> What to do: Pick out each line in the listing below that contains the word "instance" and copy those lines.

──────── Records supplied

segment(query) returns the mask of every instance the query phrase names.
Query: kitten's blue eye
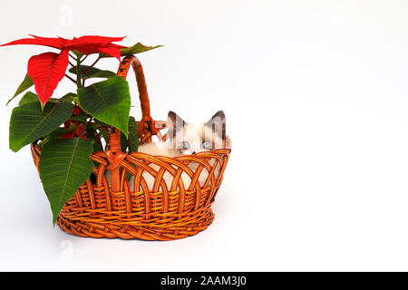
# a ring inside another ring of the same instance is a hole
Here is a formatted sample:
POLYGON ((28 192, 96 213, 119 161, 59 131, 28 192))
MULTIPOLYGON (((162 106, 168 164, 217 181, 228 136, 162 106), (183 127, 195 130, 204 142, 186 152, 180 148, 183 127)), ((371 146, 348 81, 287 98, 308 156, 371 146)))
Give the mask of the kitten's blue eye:
POLYGON ((209 141, 204 141, 204 142, 202 142, 202 148, 209 149, 209 148, 211 148, 211 143, 209 143, 209 141))
POLYGON ((188 141, 183 141, 182 145, 183 145, 183 149, 189 149, 189 143, 188 141))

────────────────

> Response for this exercise:
segment(query) returns the mask of every instance the query phrase names.
# a ring inside another ring of the same instance is a hole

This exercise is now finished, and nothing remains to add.